- Written instruction -
Reproduce the records word for word, starting at the very beginning and ending with the line that contains "298 61 L 316". Include that line.

BEGIN Material supplied

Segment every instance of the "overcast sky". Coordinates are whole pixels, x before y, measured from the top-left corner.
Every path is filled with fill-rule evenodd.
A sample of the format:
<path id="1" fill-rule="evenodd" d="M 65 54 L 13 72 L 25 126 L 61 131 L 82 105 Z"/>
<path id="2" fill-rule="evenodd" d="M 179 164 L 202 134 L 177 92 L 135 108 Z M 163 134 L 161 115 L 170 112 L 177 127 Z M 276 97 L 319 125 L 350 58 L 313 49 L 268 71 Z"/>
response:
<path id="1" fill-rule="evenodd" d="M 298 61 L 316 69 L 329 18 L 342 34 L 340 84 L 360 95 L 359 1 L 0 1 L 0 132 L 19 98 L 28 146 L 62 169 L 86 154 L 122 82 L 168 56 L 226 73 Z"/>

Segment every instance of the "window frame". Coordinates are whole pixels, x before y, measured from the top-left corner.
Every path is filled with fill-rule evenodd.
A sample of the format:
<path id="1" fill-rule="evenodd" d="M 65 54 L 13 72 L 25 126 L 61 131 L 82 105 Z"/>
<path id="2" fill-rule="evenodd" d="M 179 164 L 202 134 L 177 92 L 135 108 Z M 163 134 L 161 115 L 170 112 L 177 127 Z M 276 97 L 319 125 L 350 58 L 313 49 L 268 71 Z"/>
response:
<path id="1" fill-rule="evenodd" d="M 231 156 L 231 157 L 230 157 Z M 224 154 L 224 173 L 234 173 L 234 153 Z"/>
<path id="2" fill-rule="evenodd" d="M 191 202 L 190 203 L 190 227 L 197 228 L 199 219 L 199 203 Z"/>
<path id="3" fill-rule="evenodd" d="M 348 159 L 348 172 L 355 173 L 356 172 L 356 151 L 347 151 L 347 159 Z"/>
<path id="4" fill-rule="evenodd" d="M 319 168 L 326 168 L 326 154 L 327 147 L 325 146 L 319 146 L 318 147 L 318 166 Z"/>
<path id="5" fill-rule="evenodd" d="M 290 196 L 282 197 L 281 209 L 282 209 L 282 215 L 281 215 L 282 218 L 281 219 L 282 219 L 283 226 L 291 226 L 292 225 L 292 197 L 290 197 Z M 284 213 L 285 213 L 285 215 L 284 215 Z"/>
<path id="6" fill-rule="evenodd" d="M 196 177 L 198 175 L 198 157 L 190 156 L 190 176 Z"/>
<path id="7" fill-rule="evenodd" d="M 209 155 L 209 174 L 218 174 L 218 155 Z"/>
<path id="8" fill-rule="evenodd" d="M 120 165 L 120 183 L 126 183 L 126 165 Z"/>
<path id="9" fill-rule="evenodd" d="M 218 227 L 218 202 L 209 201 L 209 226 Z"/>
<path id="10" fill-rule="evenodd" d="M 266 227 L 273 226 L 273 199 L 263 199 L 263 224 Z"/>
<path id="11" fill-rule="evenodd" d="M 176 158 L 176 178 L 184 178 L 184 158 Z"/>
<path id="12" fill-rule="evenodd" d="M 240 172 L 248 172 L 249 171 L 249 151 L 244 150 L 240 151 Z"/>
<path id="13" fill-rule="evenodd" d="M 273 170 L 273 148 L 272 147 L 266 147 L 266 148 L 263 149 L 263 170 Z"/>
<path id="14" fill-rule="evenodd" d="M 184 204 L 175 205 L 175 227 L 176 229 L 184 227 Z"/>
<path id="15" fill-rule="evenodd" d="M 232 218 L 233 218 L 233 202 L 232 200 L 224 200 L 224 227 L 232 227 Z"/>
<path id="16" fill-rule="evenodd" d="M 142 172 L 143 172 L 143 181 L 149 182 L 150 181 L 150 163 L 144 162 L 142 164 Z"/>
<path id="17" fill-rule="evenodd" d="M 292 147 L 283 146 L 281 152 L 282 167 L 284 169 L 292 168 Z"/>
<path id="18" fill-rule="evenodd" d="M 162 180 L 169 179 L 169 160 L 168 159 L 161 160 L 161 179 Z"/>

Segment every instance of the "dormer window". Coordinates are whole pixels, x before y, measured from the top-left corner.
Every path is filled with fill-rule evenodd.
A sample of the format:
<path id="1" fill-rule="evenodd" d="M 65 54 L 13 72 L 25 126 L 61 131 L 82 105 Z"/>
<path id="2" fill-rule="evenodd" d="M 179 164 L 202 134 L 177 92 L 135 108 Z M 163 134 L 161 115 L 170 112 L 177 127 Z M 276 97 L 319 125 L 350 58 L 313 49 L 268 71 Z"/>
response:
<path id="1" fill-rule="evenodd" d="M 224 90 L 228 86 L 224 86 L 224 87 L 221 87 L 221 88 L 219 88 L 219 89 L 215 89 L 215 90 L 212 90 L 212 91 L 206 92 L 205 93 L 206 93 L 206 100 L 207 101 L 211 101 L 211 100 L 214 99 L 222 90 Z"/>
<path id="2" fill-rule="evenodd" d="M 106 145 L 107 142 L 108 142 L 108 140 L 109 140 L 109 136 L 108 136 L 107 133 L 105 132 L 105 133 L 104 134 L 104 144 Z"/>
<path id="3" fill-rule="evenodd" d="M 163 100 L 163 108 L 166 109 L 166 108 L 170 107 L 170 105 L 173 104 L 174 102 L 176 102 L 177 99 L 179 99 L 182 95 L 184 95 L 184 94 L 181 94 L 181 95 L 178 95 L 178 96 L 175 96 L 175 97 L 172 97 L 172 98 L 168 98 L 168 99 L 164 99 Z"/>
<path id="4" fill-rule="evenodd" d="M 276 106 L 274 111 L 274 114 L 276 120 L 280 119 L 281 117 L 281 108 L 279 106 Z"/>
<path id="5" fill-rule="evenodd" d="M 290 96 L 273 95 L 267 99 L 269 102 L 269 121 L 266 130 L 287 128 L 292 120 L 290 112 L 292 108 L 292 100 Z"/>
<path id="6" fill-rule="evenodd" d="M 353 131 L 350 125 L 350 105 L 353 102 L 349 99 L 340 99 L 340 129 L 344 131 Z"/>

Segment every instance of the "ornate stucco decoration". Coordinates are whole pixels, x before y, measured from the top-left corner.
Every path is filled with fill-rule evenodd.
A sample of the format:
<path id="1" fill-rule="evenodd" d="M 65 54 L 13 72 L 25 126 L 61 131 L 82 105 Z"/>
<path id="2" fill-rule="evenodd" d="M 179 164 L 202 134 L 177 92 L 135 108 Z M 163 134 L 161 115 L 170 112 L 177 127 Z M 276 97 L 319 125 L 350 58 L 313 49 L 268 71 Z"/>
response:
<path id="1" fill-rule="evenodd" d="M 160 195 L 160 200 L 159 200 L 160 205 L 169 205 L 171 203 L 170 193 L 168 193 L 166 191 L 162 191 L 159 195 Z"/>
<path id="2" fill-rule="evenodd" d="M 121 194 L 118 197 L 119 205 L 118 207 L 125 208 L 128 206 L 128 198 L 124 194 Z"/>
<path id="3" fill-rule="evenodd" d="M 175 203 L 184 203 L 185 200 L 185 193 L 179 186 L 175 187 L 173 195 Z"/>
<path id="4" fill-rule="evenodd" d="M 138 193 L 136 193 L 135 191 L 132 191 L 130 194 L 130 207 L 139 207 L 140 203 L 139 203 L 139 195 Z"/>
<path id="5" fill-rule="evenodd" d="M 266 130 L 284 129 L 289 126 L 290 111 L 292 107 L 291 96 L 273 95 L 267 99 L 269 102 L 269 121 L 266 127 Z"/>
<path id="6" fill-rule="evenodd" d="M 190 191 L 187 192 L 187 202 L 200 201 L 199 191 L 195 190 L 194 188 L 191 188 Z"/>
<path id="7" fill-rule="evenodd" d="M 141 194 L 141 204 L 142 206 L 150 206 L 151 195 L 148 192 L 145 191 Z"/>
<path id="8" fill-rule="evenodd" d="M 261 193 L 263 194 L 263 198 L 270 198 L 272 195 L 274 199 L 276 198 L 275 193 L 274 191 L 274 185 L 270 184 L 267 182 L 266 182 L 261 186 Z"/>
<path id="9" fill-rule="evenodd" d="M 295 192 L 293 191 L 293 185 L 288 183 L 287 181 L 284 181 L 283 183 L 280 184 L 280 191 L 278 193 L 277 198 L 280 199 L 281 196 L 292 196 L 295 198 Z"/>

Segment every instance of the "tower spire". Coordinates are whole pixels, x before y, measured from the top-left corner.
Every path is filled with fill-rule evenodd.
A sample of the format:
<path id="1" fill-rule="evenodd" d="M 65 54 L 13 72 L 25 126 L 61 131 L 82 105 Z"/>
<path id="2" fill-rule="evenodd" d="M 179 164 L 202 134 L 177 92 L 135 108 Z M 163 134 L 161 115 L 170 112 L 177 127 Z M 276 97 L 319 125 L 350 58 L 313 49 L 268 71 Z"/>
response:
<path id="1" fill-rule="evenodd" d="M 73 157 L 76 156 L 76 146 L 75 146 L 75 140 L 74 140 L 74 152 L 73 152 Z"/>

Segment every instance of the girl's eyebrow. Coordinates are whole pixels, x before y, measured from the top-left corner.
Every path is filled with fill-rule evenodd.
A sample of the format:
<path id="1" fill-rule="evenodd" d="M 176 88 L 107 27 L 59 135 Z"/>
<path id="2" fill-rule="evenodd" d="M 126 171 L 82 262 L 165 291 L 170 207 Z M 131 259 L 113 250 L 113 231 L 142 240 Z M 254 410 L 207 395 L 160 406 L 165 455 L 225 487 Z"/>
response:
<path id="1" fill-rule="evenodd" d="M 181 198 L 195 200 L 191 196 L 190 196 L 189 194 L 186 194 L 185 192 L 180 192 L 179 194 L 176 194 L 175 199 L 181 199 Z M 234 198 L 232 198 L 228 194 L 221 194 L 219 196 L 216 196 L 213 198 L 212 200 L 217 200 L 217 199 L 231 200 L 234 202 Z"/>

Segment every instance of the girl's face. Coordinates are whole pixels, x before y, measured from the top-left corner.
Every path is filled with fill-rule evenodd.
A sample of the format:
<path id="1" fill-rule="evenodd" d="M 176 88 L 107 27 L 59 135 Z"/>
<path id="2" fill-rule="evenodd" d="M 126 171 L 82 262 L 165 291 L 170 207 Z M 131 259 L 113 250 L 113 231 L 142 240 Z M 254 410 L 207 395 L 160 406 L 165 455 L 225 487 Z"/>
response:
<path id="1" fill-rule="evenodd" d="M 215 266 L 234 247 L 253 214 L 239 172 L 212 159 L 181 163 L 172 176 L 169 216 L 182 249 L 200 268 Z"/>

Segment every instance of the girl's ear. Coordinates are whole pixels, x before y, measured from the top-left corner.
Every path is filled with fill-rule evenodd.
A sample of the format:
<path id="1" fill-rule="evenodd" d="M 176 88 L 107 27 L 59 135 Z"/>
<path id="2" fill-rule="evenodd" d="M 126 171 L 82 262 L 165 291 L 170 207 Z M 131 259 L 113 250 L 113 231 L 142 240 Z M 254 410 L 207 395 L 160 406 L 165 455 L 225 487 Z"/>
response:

END Material supplied

- Exercise response -
Segment every instance of the "overcast sky". Coordinates are whole pixels, x before y, measured from the top-left corner.
Every path is filled with fill-rule evenodd.
A sample of the format:
<path id="1" fill-rule="evenodd" d="M 65 54 L 13 72 L 25 126 L 61 131 L 82 105 Z"/>
<path id="2" fill-rule="evenodd" d="M 179 164 L 202 134 L 177 92 L 135 108 Z M 163 134 L 161 115 L 170 112 L 177 127 Z M 276 97 L 319 125 L 350 58 L 313 49 L 268 71 Z"/>
response:
<path id="1" fill-rule="evenodd" d="M 298 61 L 316 69 L 329 18 L 342 34 L 340 84 L 360 95 L 359 1 L 0 1 L 0 132 L 19 98 L 28 146 L 62 169 L 86 154 L 122 82 L 168 56 L 226 73 Z"/>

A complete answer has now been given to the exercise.